═══ MATERIALS PROVIDED ═══
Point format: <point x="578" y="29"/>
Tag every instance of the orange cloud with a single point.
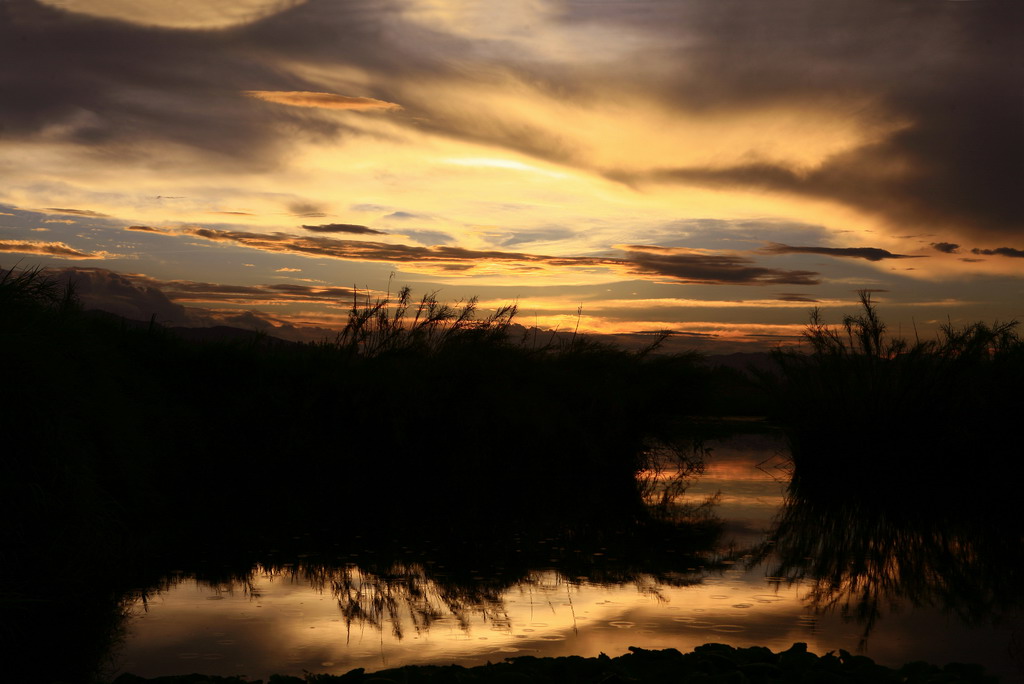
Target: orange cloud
<point x="58" y="250"/>
<point x="322" y="100"/>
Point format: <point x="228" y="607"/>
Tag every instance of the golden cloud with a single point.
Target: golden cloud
<point x="58" y="250"/>
<point x="322" y="100"/>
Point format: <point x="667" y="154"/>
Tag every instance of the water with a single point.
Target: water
<point x="360" y="611"/>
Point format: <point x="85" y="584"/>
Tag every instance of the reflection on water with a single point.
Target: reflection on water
<point x="768" y="574"/>
<point x="863" y="560"/>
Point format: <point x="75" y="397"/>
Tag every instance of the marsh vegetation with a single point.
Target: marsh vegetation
<point x="130" y="451"/>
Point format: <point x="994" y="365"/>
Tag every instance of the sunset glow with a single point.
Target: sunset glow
<point x="706" y="168"/>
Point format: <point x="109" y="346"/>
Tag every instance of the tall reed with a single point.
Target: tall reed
<point x="864" y="404"/>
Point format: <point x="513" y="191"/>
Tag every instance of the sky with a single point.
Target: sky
<point x="715" y="168"/>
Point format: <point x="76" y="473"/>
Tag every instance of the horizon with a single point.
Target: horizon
<point x="711" y="169"/>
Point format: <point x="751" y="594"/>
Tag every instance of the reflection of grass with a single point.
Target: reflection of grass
<point x="125" y="443"/>
<point x="862" y="557"/>
<point x="865" y="404"/>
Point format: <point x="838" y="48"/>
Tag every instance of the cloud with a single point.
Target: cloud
<point x="344" y="227"/>
<point x="643" y="260"/>
<point x="123" y="295"/>
<point x="322" y="100"/>
<point x="428" y="237"/>
<point x="710" y="268"/>
<point x="57" y="250"/>
<point x="145" y="228"/>
<point x="78" y="212"/>
<point x="1000" y="251"/>
<point x="306" y="209"/>
<point x="869" y="253"/>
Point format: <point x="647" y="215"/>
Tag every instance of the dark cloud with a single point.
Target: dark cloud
<point x="131" y="298"/>
<point x="869" y="253"/>
<point x="947" y="73"/>
<point x="956" y="160"/>
<point x="142" y="298"/>
<point x="108" y="85"/>
<point x="58" y="250"/>
<point x="344" y="227"/>
<point x="1000" y="251"/>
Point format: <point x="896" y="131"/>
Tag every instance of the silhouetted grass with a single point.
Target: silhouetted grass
<point x="865" y="407"/>
<point x="127" y="446"/>
<point x="956" y="550"/>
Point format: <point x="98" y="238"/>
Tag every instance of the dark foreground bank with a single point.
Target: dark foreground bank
<point x="710" y="664"/>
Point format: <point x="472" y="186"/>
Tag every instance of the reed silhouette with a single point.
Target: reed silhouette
<point x="865" y="407"/>
<point x="129" y="447"/>
<point x="863" y="557"/>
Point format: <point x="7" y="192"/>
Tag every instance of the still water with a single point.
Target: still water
═══
EXERCISE DIRECTIONS -
From the data above, write out everything exactly except the pictures.

REPLY TO THE TASK -
Point format: <point x="578" y="29"/>
Tag every instance of the orange cloud with a single point.
Target: orange cloud
<point x="58" y="250"/>
<point x="322" y="100"/>
Point format: <point x="228" y="607"/>
Tag every instance of the golden cloud with a single point.
Target: golden cloud
<point x="58" y="250"/>
<point x="322" y="100"/>
Point format: <point x="667" y="154"/>
Tag every instance of the water with a single point.
Target: water
<point x="360" y="611"/>
Point format: <point x="85" y="584"/>
Tag every instance of the reflection on water with a single point.
Target: reflection on water
<point x="768" y="574"/>
<point x="863" y="560"/>
Point format: <point x="75" y="397"/>
Tag every instance of the marsh vegetation with a single point.
Target: marsh vegetation
<point x="130" y="451"/>
Point format: <point x="994" y="365"/>
Tag every instance of the sunset glow with a single point.
Target: sunset glow
<point x="706" y="168"/>
Point format: <point x="109" y="346"/>
Tag every instance of the tall reed with a single point.
Target: tall reed
<point x="864" y="404"/>
Point format: <point x="513" y="191"/>
Tag every instance of the sky with a single point.
Target: sky
<point x="715" y="168"/>
Point format: <point x="76" y="473"/>
Tag every instance of the horizon with a single point.
Target: horizon
<point x="711" y="169"/>
Point format: <point x="751" y="594"/>
Tag every instance of the reflection of grass with a single point.
Target: reflection of grass
<point x="125" y="443"/>
<point x="862" y="557"/>
<point x="865" y="404"/>
Point format: <point x="838" y="48"/>
Tag every instance of the cloud with a single point.
Target: cloud
<point x="344" y="227"/>
<point x="643" y="260"/>
<point x="123" y="295"/>
<point x="322" y="100"/>
<point x="428" y="237"/>
<point x="710" y="268"/>
<point x="57" y="250"/>
<point x="145" y="228"/>
<point x="78" y="212"/>
<point x="1000" y="251"/>
<point x="306" y="209"/>
<point x="869" y="253"/>
Point format: <point x="647" y="215"/>
Tag every instance of the dark cloud with a single point.
Target: dark cloud
<point x="131" y="298"/>
<point x="869" y="253"/>
<point x="947" y="73"/>
<point x="956" y="160"/>
<point x="142" y="298"/>
<point x="108" y="85"/>
<point x="58" y="250"/>
<point x="344" y="227"/>
<point x="1000" y="251"/>
Point format: <point x="896" y="131"/>
Tag every instance of the silhouetted grass with a single point.
Target: silhouetted grass
<point x="865" y="407"/>
<point x="127" y="446"/>
<point x="956" y="550"/>
Point format: <point x="98" y="238"/>
Tag every instance of the dark foreground bank with a single point.
Target: dark foreground bank
<point x="710" y="664"/>
Point format: <point x="472" y="186"/>
Tag every instance of the reed silhouette with a single point.
Target: reed silhouette
<point x="865" y="407"/>
<point x="129" y="447"/>
<point x="863" y="557"/>
Point format: <point x="7" y="192"/>
Tag every instance of the still water with a single point.
Target: still water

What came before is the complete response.